(EXERCISE OBJECTIVE) Beginning with the line that contains "the black boot", transcribe every line through the end of the entries exactly as written, and reproduce nothing else.

(Saved entries)
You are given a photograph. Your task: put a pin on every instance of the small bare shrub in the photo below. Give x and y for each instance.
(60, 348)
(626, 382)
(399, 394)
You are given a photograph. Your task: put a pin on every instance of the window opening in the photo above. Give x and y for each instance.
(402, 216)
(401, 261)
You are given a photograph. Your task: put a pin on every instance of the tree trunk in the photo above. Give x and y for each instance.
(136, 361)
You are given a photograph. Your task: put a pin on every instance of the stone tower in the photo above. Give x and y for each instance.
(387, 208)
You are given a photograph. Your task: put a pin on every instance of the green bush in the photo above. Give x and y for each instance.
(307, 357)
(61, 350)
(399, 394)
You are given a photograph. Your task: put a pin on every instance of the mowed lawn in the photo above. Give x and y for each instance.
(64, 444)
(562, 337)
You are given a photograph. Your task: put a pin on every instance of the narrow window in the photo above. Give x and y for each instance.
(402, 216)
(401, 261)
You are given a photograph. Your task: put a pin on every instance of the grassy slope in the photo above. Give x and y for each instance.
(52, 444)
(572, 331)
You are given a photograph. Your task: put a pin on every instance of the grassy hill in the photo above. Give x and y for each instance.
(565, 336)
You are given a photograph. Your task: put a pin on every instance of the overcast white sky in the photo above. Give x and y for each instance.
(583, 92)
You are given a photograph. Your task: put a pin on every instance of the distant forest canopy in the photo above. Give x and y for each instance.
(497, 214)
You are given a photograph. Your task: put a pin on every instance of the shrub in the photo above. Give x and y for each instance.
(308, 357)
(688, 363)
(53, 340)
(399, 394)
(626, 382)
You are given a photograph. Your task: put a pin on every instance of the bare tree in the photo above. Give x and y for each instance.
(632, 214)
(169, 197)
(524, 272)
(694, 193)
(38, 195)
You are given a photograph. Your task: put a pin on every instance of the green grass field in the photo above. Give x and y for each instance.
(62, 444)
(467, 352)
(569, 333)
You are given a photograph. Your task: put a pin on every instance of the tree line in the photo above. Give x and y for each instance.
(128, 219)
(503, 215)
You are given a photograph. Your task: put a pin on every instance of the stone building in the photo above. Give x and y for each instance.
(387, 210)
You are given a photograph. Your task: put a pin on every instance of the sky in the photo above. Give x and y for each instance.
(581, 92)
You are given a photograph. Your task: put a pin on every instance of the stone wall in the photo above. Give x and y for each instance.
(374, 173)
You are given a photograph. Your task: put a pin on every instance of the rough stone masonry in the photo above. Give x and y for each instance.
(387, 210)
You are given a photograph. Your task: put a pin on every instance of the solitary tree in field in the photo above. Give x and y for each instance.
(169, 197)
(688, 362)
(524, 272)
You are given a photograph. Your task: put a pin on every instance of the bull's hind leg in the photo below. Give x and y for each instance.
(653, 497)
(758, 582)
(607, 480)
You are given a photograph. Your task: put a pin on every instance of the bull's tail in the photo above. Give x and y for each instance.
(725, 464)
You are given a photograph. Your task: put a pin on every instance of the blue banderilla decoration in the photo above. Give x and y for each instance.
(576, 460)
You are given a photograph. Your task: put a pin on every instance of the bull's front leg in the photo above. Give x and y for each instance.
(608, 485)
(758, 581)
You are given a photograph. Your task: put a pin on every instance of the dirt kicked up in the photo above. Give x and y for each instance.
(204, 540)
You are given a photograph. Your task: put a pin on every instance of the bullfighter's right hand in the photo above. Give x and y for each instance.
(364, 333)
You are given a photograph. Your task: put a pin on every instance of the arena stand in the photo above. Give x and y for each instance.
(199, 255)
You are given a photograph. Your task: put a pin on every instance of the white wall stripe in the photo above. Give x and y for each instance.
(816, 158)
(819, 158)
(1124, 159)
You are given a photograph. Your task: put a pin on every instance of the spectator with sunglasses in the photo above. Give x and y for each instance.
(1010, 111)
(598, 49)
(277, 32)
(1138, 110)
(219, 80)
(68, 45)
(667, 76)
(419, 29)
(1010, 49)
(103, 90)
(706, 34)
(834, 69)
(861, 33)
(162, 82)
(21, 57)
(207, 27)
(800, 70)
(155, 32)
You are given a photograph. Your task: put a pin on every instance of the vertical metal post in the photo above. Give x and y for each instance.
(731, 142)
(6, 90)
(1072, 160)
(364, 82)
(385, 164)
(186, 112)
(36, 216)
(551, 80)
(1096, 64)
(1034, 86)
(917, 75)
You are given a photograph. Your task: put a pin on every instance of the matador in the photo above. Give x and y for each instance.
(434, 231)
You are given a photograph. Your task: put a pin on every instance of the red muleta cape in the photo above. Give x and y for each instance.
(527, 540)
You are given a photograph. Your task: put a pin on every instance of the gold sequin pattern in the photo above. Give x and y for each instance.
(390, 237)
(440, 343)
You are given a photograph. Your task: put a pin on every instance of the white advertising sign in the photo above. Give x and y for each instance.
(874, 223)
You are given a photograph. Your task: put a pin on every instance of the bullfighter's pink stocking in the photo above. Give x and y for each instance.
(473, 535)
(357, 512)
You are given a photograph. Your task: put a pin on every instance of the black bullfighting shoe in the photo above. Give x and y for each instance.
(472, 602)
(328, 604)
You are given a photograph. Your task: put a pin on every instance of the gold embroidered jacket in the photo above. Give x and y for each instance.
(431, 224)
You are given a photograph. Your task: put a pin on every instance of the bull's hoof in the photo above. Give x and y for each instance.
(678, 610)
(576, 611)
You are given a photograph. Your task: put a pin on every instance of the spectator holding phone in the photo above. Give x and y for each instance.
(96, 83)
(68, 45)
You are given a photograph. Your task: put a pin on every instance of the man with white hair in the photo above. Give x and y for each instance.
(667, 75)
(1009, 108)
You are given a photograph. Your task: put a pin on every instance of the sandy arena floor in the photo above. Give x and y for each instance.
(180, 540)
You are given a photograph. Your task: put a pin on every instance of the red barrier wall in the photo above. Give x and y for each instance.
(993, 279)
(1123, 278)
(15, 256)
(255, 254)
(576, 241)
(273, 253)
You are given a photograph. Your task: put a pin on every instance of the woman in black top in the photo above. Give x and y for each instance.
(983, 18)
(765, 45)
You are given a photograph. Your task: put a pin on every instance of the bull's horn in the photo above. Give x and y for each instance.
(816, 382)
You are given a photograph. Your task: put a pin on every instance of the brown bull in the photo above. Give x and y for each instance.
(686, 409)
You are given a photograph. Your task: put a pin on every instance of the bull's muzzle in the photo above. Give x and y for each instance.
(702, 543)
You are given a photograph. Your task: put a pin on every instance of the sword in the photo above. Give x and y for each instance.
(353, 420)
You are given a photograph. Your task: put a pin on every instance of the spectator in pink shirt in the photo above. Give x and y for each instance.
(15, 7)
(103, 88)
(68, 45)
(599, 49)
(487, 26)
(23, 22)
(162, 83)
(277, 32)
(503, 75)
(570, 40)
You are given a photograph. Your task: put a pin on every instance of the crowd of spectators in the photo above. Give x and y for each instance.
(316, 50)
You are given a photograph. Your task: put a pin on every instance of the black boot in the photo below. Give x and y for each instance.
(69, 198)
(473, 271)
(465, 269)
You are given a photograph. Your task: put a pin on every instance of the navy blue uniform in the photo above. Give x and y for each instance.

(OUTPUT BELOW)
You are given a photograph. Your task: put a pin on every instance of the black boot in the photo below. Give x and y for each instance.
(69, 198)
(473, 271)
(465, 269)
You are given a photograph. Your task: put a pin on every instance of the navy blue uniform in the photo above. Give x and y for each instance.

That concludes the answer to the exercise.